Apply what you read.
(a) According to the blog post, for how long has the Vector Space Model been used as a key information retrieval technique?
(b) Reproduce a portion of the blog post word for word. Begin at "The retrieval quality" and stop after "and complex GPT4 queries.".

[[ Text passage open ]]

This blog post explores why GraphDB can help lower the cost of LLMs in production as compared to a pure vector database-based approach.

Introduction
While 2023 was all about ChatGPT and large language modes (LLMs), in 2024 the rage has shifted to Retrieval Augmented Generation (RAG). Building a RAG prototype is relatively easy, but making it production-ready is hard with organizations routinely getting stuck in experimentation mode. KPIs around RAG applications like latency and relevance of results incur a high TCO (total cost of ownership) when transitioning from prototype to production.
Why not vanilla RAG?
In the process of chasing “RAG everything” or “plugging LLM integration everywhere into everything”, organizations often lose sight of the high compute and low ROI of traditional RAG. Using GPT and embeddings for similarity and retrieval by relevance doesn’t always perform better in terms of latency and costs.
Though vector embedding and high dimensional mapping to the Vector Space Model (VSM) has recently gained prominence, headspace, and usage with the advent of GenAI, it has been used as a key information retrieval technique for over two decades. Popular full-text search engines have been leveraging VSM for years.
Effective retrieval is foundational to RAG. Production RAG applications however run into challenges with the speed of retrieval and getting the “right” chunks to feed LLMs, leading to less contextually relevant LLM responses. Out of the box RAG struggles to connect dots, for questions that require traversing disparate chunks of data. RAG is less effective for structured data and performs poorly when there is a need to understand semantic concepts and relationships across documents or chunks. Accuracy degrades for complex aggregate-type queries where there is a need to understand relationships between entities in a user query.
The retrieval quality depends on similarity checking, chunking, and context window, and the balancing act of self-hosting vs using API-based deployments significantly affects latency and performance. It also results in cost overruns due to multiple complex GPT4 queries. Each of these elements requires careful consideration to optimize retrieval accuracy and system efficiency.
What is the Graphwise GraphDB approach?
Similarity search and ranking are easily accomplished with Graphwise’s out-of-the-box GraphDB-based Graph RAG implementation. This can be applied across various use cases for better economics of scale to avoid expensive and complex GPT4 queries.
Graph RAG involves several sub-tasks like:
- Retrieval of relevant document chunks
- Retrieval of relevant entities
- Identifying concrete entities mentioned in user queries (entity linking)

[[ Text passage closed ]]
[[ Data to examine open ]]

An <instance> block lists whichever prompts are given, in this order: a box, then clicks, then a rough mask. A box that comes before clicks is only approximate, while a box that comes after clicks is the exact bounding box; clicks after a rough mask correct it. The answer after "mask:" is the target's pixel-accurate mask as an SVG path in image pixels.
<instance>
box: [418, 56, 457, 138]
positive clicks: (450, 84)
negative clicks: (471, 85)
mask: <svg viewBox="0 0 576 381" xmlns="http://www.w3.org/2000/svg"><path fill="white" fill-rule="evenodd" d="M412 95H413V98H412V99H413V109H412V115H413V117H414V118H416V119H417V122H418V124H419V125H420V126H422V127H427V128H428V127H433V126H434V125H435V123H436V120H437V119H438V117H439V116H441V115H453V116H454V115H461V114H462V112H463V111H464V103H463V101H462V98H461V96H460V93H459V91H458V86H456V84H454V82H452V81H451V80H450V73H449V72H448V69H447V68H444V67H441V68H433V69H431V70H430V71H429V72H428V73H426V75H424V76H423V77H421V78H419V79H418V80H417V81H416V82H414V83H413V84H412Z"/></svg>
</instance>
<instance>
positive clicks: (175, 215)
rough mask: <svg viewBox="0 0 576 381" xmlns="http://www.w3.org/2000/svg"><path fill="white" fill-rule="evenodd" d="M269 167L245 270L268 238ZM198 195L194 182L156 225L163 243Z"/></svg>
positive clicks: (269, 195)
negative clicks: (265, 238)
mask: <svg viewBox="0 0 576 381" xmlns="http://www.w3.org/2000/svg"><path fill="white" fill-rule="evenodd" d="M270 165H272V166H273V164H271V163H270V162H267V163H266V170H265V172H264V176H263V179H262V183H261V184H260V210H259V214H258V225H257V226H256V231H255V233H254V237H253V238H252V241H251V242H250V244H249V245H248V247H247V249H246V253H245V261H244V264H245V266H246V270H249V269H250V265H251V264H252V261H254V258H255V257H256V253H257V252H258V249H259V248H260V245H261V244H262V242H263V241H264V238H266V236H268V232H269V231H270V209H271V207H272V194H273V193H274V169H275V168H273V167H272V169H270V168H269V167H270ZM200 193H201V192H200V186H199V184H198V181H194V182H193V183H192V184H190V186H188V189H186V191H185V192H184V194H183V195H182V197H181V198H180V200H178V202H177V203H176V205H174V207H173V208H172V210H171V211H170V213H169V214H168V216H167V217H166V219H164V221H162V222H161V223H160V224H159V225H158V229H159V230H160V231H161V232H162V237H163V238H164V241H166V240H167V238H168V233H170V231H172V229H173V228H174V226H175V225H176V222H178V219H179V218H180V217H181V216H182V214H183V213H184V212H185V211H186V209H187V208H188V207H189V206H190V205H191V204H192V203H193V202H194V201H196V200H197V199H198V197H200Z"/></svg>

[[ Data to examine closed ]]

Answers for this exercise.
(a) For over two decades.

(b)
The retrieval quality depends on similarity checking, chunking, and context window, and the balancing act of self-hosting vs using API-based deployments significantly affects latency and performance. It also results in cost overruns due to multiple complex GPT4 queries. Each of these elements requires careful consideration to optimize retrieval accuracy and system efficiency.
What is the Graphwise GraphDB approach?
Similarity search and ranking are easily accomplished with Graphwise’s out-of-the-box GraphDB-based Graph RAG implementation. This can be applied across various use cases for better economics of scale to avoid expensive and complex GPT4 queries.